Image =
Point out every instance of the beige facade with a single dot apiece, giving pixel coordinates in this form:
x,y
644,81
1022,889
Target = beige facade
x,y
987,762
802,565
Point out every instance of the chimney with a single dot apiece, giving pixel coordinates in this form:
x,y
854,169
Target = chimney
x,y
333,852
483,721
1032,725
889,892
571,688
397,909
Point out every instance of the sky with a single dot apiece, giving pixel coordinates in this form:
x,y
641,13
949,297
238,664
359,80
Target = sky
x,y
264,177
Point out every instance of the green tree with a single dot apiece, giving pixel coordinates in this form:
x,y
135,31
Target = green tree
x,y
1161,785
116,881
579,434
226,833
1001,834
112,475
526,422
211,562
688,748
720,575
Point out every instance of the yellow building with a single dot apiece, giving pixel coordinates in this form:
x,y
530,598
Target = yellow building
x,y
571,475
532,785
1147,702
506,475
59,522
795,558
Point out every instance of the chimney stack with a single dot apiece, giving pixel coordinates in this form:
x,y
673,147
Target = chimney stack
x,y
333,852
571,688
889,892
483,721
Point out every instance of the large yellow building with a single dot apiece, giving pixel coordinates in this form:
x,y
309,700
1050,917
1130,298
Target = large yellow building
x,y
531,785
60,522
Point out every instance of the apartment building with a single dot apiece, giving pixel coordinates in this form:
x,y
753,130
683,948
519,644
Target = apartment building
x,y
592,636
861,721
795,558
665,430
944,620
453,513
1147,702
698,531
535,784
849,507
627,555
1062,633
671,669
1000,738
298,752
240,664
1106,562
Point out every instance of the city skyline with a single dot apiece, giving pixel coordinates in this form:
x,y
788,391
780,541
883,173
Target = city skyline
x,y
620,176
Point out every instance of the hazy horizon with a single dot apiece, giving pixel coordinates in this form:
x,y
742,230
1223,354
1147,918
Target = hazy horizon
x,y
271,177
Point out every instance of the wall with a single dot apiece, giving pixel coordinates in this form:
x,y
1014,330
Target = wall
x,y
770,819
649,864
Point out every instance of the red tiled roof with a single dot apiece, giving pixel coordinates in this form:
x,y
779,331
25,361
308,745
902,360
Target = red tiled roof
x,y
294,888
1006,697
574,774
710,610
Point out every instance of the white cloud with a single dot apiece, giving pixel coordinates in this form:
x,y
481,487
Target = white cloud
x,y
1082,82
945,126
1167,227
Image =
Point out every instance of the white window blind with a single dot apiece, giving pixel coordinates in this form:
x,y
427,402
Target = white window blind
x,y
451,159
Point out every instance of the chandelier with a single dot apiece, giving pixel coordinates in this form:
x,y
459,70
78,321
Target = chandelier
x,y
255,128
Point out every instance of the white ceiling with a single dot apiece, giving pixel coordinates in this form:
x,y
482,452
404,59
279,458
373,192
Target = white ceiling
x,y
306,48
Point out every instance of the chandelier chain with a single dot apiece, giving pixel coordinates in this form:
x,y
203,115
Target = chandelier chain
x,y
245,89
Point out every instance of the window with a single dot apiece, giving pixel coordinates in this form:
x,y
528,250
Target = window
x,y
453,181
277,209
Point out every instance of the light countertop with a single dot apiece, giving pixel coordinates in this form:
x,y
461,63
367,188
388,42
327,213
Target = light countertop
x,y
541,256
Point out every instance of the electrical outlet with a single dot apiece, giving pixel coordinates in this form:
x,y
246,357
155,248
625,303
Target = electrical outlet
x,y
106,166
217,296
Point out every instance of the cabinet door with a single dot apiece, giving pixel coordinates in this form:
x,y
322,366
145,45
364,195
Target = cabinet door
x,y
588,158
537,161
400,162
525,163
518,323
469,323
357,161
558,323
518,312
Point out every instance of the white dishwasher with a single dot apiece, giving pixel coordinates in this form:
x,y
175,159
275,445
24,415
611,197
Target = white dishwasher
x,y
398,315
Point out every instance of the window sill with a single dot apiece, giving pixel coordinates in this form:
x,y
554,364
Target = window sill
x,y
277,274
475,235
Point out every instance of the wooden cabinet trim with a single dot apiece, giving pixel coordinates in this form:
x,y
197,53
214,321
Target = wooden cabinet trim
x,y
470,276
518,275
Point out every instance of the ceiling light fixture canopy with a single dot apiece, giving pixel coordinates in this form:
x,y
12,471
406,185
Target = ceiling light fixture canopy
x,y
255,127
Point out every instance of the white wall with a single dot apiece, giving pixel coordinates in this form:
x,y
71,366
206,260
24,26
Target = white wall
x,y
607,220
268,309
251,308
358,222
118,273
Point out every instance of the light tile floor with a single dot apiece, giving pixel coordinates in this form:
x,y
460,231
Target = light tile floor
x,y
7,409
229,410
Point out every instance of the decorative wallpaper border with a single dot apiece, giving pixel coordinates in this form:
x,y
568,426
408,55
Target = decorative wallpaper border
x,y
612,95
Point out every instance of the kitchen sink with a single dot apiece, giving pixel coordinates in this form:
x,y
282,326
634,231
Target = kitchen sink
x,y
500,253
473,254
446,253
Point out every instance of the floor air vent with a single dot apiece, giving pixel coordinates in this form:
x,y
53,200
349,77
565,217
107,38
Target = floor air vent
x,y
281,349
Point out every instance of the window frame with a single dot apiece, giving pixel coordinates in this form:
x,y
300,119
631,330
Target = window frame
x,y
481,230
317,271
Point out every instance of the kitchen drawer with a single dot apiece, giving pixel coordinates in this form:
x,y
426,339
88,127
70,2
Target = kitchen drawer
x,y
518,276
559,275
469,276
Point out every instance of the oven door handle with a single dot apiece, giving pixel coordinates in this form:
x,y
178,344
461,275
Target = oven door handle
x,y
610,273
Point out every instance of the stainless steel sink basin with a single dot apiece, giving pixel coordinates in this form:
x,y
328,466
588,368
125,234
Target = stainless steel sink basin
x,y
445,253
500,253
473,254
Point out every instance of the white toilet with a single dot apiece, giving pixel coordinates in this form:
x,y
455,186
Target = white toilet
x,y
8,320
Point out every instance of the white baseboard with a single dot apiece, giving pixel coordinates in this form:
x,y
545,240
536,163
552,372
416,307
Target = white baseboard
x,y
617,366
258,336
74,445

§ Problem requirements
All of the lines above need to be given again exactly.

§ Result of this exercise
Image =
Point out every instance of the beige facade with a single dot apiece, giving pixel coordinates in this form:
x,y
644,81
1022,889
Target = beige facade
x,y
987,762
802,565
Point out every instance of the chimney with a single dot apiece, giving pixel coordinates in this form:
x,y
854,169
Target = chimney
x,y
333,852
483,721
1032,725
889,892
571,688
397,909
Point out every instance of the sky with a single dot apiece, giving pixel coordinates in this form:
x,y
641,13
949,297
238,664
359,80
Target = sky
x,y
264,177
Point out every instance of the green tree with a single dot apiece, giving pixel coordinates in this form:
x,y
135,31
Target = green tree
x,y
1161,785
116,881
579,434
226,833
1001,834
112,475
526,422
211,562
688,748
720,575
Point out every instance of the yellow building with a single dot apiece, giving pixel coordinates in this form:
x,y
530,598
Target = yellow building
x,y
571,475
532,785
1147,702
506,475
59,522
795,558
Point out every instance of the chimney stack with a single dot apiece, giving pixel coordinates in this form:
x,y
673,147
Target = chimney stack
x,y
333,852
571,688
889,892
483,721
Point out every instance of the large yellow building with a single dot apiece, giving pixel coordinates in this form:
x,y
309,700
1050,917
1130,298
Target = large yellow building
x,y
531,785
60,522
Point out every instance of the apartment building with a single dot apiece, giving pixel coordinates in this form:
x,y
753,130
683,948
519,644
Target = apartment building
x,y
592,636
861,721
795,558
665,430
944,620
453,513
1147,702
698,531
535,784
849,507
627,555
1062,633
671,669
1000,738
298,752
240,664
1106,562
Point out every instance of the city skyline with a single dot apiece, giving pixel coordinates in this form:
x,y
788,391
780,541
883,173
Target = city skyline
x,y
620,176
Point out every instance of the hazy horizon with a single dot apiece, giving pixel coordinates in this form:
x,y
742,230
1223,354
1147,918
Target = hazy horizon
x,y
271,177
Point out every instance of the wall with a single dot apiece, giving pixel coordinates in this form:
x,y
1014,330
Target = wall
x,y
770,819
649,864
Point out every instance of the red tiled roof with a single dot apiece, giving pixel coordinates in this form:
x,y
779,331
25,361
308,745
902,360
Target = red tiled roof
x,y
294,888
1006,697
574,774
710,610
Point out every instance of the white cloud with a single dot apiece, giving pixel coordinates in this form:
x,y
481,487
Target = white cloud
x,y
1082,82
945,126
1167,227
Image =
Point out every instance of the white window blind with a single dot apiece, giving pixel coordinates in this form:
x,y
427,402
Target = white window blind
x,y
451,159
Point out every instance of the chandelier with a single dot apiece, giving pixel coordinates in this form:
x,y
459,70
78,321
Target = chandelier
x,y
255,128
Point out every instance of the white ceiling with a single dot apiece, giving pixel coordinates in this form:
x,y
482,452
404,59
279,458
373,192
Target = white ceiling
x,y
306,48
Point out every instance of the chandelier chain with a single dot apiece, giving pixel coordinates in this form:
x,y
203,115
Target = chandelier chain
x,y
245,89
Point out every instance of the window with a single dot apiece, giving pixel coordinates in this form:
x,y
528,250
Target = window
x,y
453,181
277,209
Point out every instance of the light countertop with a single dot apiece, giving pixel coordinates in this form:
x,y
461,63
367,188
388,42
327,213
Target = light countertop
x,y
541,256
Point out every instance of the electrical outlet with a single dot apiece, giving pixel coordinates in this form:
x,y
246,357
155,248
625,303
Target = electrical outlet
x,y
106,166
217,296
Point out every instance of the cabinet door with a single dot apiece, giving pixel coordinates in this form:
x,y
322,366
145,45
364,195
Target = cabinet door
x,y
588,158
537,161
400,162
525,163
518,323
469,323
357,161
558,323
518,312
Point out every instance of the white dishwasher with a single dot apiece, giving pixel coordinates in this form:
x,y
175,159
275,445
24,415
611,197
Target = white dishwasher
x,y
398,315
Point out every instance of the window sill with a single dot apiece, giving pixel coordinates in this form:
x,y
554,364
Target = window sill
x,y
277,274
475,235
Point out every instance of the wooden cabinet trim with a single dot apiece, giving pixel coordinates in this form:
x,y
197,53
214,321
Target = wooden cabinet trim
x,y
470,276
518,275
Point out every instance of the ceiling light fixture canopy with a single dot apiece, giving pixel coordinates in this form:
x,y
12,471
406,185
Target = ceiling light fixture canopy
x,y
255,127
Point out every instance of the white wall with a single dot apiece, giving pixel coordinates in this form:
x,y
71,366
206,260
24,26
Target = white wall
x,y
607,220
268,309
251,308
358,222
118,273
Point out every instance of the light tile floor with a single dot apiece, giving pixel coordinates in this form:
x,y
460,231
Target = light tile floor
x,y
7,409
229,410
Point out every instance of the decorative wallpaper border with a single dot apiece, giving pixel coordinates in this form:
x,y
568,426
408,55
Target = decorative wallpaper border
x,y
612,95
Point out every instance of the kitchen sink with a single dot apiece, giving pixel coordinates in this form:
x,y
282,326
634,231
Target = kitchen sink
x,y
500,253
473,254
446,253
Point out every instance of the floor air vent with a single dot apiece, giving pixel coordinates in this form:
x,y
53,200
349,77
565,217
107,38
Target = floor air vent
x,y
281,349
Point out every instance of the window frame with a single dot apiece, giving pixel coordinates in this form:
x,y
300,119
631,330
Target = window frame
x,y
481,230
317,271
Point out every instance of the kitchen drawer with a single dot apiece, giving pixel coordinates in this form:
x,y
426,339
88,127
70,2
Target = kitchen drawer
x,y
518,276
559,275
469,276
Point out every instance of the oven door handle with a single dot apiece, giving pixel coordinates in this form:
x,y
178,344
461,275
Target = oven door handle
x,y
610,273
Point out every instance of the stainless steel sink basin with a single dot apiece, giving pixel coordinates in this form:
x,y
328,466
588,368
125,234
Target = stainless steel sink basin
x,y
445,253
500,253
473,254
Point out every instance of the white toilet with a single dot apiece, giving pixel coordinates in this form:
x,y
455,186
Target = white toilet
x,y
8,320
Point out every instance of the white baseboard with a single dot apiece, giving pixel coordinates in this form:
x,y
545,240
536,163
552,372
416,307
Target = white baseboard
x,y
617,366
258,336
74,445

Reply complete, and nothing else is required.